MATERIAL PROVIDED —
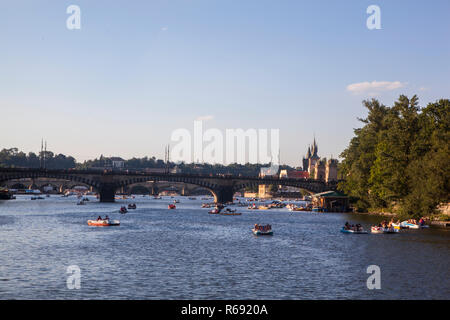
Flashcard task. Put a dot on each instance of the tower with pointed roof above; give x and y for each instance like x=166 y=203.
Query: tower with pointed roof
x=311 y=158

...

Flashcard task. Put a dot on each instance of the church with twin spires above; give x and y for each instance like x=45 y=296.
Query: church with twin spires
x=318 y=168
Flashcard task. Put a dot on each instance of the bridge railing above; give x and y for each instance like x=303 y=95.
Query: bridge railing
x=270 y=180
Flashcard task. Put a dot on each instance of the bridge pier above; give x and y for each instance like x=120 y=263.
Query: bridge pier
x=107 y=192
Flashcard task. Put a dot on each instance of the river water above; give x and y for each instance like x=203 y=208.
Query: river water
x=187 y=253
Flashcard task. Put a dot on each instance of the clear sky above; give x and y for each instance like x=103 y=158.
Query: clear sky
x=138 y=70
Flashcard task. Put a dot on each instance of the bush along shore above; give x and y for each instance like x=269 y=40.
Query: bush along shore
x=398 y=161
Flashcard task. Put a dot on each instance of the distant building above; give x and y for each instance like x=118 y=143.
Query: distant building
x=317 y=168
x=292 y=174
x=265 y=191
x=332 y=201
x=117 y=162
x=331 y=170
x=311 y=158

...

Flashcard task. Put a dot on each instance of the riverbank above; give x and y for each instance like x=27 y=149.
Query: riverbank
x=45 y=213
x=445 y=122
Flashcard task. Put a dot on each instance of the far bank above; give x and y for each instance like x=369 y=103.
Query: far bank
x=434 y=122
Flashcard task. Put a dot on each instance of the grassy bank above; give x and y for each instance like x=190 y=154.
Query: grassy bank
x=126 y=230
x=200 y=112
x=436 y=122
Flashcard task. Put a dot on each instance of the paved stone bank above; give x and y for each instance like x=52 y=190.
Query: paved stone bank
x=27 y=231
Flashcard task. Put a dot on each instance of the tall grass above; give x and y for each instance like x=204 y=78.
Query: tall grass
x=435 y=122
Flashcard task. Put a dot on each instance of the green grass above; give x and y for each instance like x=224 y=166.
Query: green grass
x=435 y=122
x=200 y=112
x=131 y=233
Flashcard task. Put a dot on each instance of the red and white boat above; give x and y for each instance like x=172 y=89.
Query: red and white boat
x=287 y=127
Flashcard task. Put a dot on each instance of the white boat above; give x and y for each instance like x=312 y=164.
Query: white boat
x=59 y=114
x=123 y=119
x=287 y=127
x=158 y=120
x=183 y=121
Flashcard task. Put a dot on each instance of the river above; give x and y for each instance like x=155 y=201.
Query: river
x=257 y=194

BRIEF — Write out the records from the line containing "Flashcard task. Put a dot on each instance of the red" through the line containing "x=257 y=194", substituting "vessel" for "boat" and changing nothing else.

TASK SOLUTION —
Flashcard task. Put a dot on each instance of the red and white vessel above; give x and y for each instance like x=172 y=89.
Query: red and white vessel
x=287 y=127
Flashcard task. Put a dot on each instance of the white vessel above; give x and y for each instance like x=312 y=164.
Query: white vessel
x=59 y=114
x=123 y=119
x=287 y=127
x=158 y=120
x=183 y=121
Flashcard task. Put a dot on each instance of the river above; give x and y for each instance like x=155 y=201.
Query: river
x=257 y=194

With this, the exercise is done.